• [REQUIRED ACTION] Without the pictures, copy all of the data exactly.

• [AVAILABLE RECORDS]
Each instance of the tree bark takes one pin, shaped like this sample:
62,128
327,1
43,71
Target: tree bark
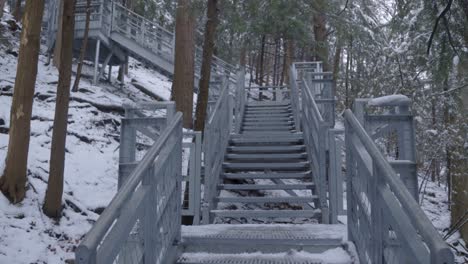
13,181
53,198
320,33
460,166
184,66
17,13
288,58
262,61
84,45
208,47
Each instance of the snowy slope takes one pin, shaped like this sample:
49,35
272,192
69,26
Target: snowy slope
26,235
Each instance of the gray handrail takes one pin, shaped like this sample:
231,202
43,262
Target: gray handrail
315,134
439,251
96,247
215,141
240,98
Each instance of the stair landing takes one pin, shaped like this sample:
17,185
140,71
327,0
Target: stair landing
264,244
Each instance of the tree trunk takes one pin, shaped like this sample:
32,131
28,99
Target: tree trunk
243,56
208,47
184,66
13,181
275,62
58,37
84,45
2,5
53,198
17,13
288,58
320,33
262,61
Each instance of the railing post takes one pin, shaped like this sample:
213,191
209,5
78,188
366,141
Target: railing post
149,219
322,133
197,184
377,227
127,147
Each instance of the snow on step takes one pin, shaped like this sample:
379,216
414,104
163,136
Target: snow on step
332,256
267,233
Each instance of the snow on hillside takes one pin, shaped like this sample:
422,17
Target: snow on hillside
26,234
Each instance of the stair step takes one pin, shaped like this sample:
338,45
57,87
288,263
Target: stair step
265,166
268,106
283,138
268,119
279,257
260,105
266,157
266,129
251,187
262,200
267,111
267,213
252,175
266,149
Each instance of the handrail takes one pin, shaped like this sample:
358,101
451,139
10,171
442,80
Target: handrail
215,142
103,242
315,133
240,98
387,185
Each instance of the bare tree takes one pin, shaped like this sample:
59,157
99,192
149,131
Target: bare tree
84,45
13,181
58,37
208,47
184,66
53,199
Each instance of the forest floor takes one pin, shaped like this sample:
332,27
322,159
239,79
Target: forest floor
26,234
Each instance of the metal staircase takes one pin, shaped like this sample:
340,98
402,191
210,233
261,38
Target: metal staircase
264,167
272,169
117,32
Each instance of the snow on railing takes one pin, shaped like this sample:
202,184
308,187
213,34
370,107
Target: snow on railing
215,142
385,222
316,114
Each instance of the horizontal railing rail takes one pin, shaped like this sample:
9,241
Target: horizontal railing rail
148,204
267,93
384,220
240,99
215,142
315,130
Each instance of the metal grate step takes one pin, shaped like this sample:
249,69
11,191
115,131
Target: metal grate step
249,187
263,200
267,213
283,166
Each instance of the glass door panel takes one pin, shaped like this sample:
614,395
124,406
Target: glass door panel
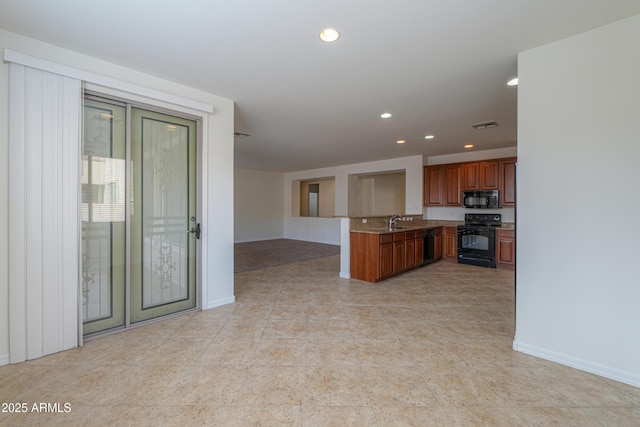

• [TASK SOLUTION]
Each instance of the tree bark takes one pin, shaped like this sample:
62,128
327,1
43,71
Target: tree bark
13,181
53,198
320,33
460,166
184,66
17,13
288,58
262,61
84,45
208,47
Each instance of the snowy slope takes one pin, shaped like this sample:
49,35
272,192
69,26
Target: snowy slope
26,235
Each instance of the gray handrail takes one pin, shaped like this sample:
231,202
43,262
Target: gray handrail
315,134
439,251
96,247
215,141
240,98
Each instance of the stair landing takes one pin, shaped like this sample:
17,185
140,71
327,0
Target: stair landing
264,244
Each instance of the tree trunk takes one pin, shaped like this sample:
32,131
28,99
Target: tree trunk
243,56
208,47
184,66
13,181
275,62
58,37
84,45
2,5
53,198
17,13
288,58
320,33
262,61
Each instance of the railing post takes one pin, shaped like this sample:
213,191
209,5
78,188
366,141
Target: railing post
149,219
322,133
197,184
377,227
127,147
Each instance of the snow on step takes one pin, shaped like this sample:
379,216
414,104
163,136
Target: snow on step
332,256
267,233
Each instance of the snow on hillside takes one pin, shaped like this sample:
422,17
Target: snow on hillside
26,234
Each instance of the stair step takes one pin, shaped like this sample:
338,45
57,87
288,263
Target: stair step
265,166
268,106
283,138
268,119
279,257
260,105
266,157
266,129
251,187
262,200
267,111
267,213
252,175
266,149
Each instance of the handrail takes one pin, shaped like this sample:
358,101
451,139
10,171
442,80
Target: handrail
215,142
103,242
315,133
240,98
387,185
Each instance of the bare tree takes one pin, shaped like this sample:
59,157
99,192
149,131
Target: bare tree
84,45
13,181
58,37
208,47
184,66
53,199
Each instance of the forest floor takes one pin, shaped like this sample:
332,27
322,159
239,79
Target: forest floor
26,234
Each instance of the metal staircase takes one pin, shaped like this sample:
340,98
402,191
210,233
261,38
Target: metal staircase
264,167
272,169
117,32
Each instance of the snow on railing takes one pin, shaped like this sample:
202,184
308,187
213,34
370,107
Target: snow on railing
215,142
385,222
316,114
Each instance of the horizontal railing rail takes one pin, shaped like this sample:
9,241
Target: horizontal railing rail
148,204
267,93
384,220
240,99
215,142
315,130
Each instance of the metal grate step takes one pin, shaped like this sample:
249,69
11,191
115,131
Target: metal grate step
249,187
263,200
267,213
283,166
Each instance of the glass door panel takes one pin, shaped like this sample:
614,395
124,406
Target: glass door panel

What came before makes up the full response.